__TEXT SEGMENT__
The takeover saga at Fortis Healthcare, one of India’s leading healthcare chains, reached the culmination on Thursday, with the board choosing the Hero Enterprises-Burman Family Office offer as the best for the hospital and diagnostic chain.
“The Board, post having detailed discussions on the pros and cons of each offer, decided by majority, to recommend the offer of Hero Enterprise Investment Office-Burman Family Office (the last offer made on May 1, 2018)," Fortis Healthcare said in a statement to the BSE on Wednesday.
Sunil Munjal, chairman of Hero Enterprises, along with Dabur's Anand and Mohit Burman, had sweetened their offer for Fortis on May 1.
The recommendation of the board will now be placed before the shareholders for their approval.
“We are delighted that the board has accepted our offer, which is, unarguably, the best solution. We are sure that shareholders will see the intrinsic value in our proposal and repose confidence in us. As long-term investors, we are committed to help make Fortis the finest healthcare institution in the region, and create value for all stakeholders,” Munjal said.
Anand Burman said: "Fortis is a national healthcare asset, which has a good spread across the country and we hope to help the company become what it ought to be. Going forward, the immediate plan of action for the company should be to build on its strengths, retain talent, expand business, and institutionalise processes at Fortis.”
Sources indicate that the board was divided among newly appointed independent directors and the old ones, and that the decision was not a unanimous one. “There were long deliberations over the matter and the recommendations suggested by the expert advisory committee. It was not a unanimous decision, the board was split," said a person close to the development.

__MATERIAL PROVIDED__
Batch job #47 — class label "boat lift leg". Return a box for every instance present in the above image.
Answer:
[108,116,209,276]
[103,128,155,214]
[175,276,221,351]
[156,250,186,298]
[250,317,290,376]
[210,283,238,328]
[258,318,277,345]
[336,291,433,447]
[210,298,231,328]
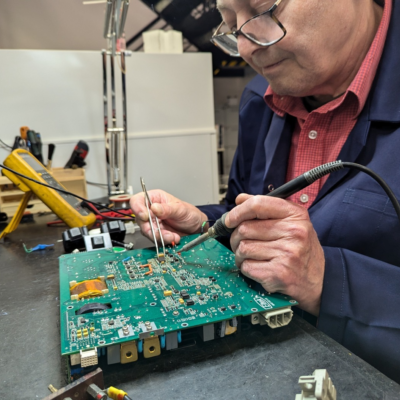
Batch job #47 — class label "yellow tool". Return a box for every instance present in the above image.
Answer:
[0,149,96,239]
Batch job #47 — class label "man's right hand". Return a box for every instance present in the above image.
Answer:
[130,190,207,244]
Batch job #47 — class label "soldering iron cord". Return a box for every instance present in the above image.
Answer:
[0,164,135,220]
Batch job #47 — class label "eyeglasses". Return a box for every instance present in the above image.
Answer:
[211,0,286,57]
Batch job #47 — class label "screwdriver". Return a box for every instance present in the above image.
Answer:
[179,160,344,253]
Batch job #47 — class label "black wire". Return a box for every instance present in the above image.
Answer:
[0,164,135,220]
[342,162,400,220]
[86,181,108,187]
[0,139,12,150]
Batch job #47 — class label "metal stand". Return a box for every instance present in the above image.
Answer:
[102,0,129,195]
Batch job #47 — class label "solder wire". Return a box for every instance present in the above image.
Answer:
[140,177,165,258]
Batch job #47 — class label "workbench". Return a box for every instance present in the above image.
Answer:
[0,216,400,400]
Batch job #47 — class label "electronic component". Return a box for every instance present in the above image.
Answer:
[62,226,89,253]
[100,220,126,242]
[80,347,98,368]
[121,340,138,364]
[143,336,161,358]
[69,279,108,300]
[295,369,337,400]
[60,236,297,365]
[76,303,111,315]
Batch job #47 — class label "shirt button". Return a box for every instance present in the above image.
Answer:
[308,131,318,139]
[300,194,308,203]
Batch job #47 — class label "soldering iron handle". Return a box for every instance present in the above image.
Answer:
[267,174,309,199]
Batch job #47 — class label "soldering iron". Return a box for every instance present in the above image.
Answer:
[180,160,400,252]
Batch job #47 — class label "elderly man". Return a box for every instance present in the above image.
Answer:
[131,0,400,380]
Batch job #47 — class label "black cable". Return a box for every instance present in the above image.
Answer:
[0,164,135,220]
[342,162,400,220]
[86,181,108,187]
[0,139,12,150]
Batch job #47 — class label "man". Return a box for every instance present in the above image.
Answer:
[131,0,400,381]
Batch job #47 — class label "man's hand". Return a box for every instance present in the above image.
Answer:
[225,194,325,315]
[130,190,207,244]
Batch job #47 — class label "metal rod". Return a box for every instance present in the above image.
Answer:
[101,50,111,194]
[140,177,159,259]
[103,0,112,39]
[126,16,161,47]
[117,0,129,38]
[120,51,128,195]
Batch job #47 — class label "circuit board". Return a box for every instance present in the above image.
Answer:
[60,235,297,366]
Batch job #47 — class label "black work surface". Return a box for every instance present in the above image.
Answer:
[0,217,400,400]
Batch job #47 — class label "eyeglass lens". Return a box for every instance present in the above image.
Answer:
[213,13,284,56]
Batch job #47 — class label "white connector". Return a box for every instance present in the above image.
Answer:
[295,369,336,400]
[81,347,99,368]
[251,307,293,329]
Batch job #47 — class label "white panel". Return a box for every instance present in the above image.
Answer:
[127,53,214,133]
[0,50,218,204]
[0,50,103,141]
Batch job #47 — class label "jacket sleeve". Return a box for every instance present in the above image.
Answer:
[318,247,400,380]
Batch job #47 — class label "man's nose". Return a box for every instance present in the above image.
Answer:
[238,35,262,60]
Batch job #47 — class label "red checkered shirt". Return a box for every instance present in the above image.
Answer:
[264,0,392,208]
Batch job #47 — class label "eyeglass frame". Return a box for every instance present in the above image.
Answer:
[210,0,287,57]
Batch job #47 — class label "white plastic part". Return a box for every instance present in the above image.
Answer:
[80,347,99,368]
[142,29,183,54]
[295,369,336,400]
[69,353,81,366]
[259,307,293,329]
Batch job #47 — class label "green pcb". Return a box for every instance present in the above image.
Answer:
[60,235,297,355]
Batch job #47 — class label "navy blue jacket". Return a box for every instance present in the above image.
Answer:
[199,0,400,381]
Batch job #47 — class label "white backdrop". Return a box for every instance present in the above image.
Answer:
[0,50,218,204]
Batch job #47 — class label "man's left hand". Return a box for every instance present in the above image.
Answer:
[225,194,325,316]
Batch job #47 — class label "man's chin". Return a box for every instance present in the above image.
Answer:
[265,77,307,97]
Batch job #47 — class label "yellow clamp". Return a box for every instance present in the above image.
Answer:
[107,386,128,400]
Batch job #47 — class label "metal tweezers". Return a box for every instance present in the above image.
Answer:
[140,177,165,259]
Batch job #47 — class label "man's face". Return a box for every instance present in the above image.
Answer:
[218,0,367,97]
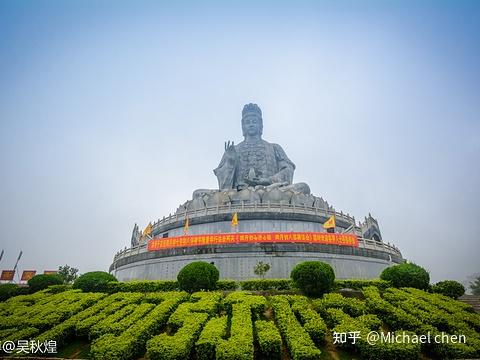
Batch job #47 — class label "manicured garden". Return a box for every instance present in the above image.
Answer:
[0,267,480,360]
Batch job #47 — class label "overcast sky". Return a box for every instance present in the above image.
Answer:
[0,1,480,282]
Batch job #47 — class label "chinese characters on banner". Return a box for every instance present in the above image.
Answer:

---

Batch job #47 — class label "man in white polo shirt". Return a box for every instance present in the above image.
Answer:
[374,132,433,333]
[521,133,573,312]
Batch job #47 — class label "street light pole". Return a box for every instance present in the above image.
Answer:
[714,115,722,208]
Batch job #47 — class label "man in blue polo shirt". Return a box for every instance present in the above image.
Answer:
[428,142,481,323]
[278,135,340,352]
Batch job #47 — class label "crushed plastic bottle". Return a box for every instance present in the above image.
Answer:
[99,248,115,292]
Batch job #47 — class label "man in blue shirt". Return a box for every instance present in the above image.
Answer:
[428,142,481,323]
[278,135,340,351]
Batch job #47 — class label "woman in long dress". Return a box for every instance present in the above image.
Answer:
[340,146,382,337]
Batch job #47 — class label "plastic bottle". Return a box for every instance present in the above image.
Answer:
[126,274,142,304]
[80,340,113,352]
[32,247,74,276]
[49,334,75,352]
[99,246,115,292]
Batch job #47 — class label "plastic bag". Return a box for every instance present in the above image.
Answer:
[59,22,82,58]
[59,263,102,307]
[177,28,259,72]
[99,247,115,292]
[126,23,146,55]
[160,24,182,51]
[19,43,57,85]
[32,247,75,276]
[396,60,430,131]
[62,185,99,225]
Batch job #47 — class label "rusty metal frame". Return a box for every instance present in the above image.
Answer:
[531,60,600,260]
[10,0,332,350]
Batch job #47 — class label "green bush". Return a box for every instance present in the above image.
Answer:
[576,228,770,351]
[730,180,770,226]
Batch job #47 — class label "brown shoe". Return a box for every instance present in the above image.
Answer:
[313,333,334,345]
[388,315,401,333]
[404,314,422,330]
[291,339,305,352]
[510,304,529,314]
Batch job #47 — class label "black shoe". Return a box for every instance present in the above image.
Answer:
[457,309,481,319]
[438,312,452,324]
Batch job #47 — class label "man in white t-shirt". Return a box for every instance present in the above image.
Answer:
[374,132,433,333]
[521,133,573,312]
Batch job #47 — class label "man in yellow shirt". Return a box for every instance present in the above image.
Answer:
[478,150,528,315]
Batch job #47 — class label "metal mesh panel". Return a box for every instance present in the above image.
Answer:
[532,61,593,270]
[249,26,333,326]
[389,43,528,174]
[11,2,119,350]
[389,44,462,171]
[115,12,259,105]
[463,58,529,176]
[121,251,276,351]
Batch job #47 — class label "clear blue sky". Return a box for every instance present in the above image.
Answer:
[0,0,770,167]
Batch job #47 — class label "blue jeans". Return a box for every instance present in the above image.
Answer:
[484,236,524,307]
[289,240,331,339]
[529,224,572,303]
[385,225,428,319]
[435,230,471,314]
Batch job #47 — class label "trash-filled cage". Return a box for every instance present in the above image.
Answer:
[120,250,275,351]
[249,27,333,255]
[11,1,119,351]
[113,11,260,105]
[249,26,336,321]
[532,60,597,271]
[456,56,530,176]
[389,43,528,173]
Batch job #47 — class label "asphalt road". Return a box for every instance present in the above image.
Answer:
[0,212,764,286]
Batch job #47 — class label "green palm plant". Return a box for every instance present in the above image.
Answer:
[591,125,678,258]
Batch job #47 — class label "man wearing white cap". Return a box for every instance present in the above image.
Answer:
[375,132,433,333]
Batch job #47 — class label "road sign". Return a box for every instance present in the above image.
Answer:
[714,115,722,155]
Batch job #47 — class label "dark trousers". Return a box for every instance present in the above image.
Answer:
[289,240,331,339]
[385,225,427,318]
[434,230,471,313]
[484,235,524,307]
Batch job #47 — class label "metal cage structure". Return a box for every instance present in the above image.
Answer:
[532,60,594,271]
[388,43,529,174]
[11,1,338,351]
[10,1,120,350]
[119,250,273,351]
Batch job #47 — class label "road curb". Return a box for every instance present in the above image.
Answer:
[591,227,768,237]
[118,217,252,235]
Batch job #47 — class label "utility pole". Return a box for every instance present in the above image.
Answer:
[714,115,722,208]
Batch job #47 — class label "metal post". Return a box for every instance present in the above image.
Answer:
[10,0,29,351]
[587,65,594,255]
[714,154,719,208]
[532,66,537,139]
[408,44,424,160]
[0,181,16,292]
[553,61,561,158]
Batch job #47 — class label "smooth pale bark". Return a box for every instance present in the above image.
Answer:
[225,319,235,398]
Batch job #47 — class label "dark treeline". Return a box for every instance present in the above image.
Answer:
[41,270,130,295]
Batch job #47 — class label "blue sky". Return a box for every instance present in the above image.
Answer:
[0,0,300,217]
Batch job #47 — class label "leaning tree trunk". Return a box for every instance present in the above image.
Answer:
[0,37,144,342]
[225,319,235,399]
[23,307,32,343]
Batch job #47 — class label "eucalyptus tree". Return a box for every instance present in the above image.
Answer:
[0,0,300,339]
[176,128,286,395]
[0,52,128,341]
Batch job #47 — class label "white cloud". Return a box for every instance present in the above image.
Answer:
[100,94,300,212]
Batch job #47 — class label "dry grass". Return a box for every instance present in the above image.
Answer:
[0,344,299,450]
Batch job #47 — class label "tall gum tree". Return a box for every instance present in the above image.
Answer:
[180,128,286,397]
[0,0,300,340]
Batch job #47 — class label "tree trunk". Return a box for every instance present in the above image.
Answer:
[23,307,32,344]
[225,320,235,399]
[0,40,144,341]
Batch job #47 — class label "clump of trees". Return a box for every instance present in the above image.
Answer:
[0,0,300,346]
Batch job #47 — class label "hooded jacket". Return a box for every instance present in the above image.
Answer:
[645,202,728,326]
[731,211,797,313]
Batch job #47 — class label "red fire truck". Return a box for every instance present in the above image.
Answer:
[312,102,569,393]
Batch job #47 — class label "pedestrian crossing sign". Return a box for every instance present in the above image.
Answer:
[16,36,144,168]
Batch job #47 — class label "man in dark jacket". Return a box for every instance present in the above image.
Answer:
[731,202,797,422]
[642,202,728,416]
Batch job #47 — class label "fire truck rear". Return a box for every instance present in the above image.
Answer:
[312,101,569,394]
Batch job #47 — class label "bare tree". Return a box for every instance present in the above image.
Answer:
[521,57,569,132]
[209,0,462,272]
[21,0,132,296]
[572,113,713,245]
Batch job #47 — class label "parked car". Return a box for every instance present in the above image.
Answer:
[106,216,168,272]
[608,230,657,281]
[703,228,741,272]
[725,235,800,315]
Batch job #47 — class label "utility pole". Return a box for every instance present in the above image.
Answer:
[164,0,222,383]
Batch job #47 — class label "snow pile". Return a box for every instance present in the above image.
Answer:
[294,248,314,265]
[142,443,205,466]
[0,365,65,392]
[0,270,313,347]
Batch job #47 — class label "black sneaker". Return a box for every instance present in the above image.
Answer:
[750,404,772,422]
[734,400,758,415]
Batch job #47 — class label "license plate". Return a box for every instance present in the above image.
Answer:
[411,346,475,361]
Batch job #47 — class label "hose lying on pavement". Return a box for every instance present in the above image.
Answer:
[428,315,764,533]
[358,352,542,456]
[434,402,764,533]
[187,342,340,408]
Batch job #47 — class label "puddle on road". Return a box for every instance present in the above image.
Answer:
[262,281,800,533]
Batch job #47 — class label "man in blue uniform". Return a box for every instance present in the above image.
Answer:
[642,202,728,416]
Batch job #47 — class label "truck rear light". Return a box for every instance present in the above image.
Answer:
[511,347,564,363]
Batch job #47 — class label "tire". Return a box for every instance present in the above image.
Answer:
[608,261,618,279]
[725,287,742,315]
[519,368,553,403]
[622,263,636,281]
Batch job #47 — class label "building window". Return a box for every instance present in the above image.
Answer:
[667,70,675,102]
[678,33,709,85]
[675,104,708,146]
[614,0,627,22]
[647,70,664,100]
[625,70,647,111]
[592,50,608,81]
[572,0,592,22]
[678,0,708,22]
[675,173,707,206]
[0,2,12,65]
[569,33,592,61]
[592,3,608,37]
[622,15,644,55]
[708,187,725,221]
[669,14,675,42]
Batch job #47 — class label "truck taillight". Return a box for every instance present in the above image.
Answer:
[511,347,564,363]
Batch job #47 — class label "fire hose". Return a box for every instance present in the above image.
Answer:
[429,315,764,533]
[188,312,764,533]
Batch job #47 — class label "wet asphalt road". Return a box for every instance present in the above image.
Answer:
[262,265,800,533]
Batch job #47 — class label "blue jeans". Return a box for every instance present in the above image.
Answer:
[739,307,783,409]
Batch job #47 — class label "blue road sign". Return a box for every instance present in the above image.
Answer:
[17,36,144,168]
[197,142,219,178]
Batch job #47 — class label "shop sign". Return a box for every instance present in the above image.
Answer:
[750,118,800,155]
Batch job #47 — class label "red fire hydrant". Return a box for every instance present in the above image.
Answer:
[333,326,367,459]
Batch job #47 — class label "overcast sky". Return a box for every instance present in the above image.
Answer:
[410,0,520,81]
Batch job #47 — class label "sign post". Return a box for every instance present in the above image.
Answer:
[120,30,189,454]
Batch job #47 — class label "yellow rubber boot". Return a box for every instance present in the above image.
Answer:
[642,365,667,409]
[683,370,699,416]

__YOUR TASK__
Return the part of the Fortis takeover article from "Sunil Munjal, chairman" to "for their approval.", word for word. None of the material matters here.

__RESULT OF THIS EXERCISE__
Sunil Munjal, chairman of Hero Enterprises, along with Dabur's Anand and Mohit Burman, had sweetened their offer for Fortis on May 1.
The recommendation of the board will now be placed before the shareholders for their approval.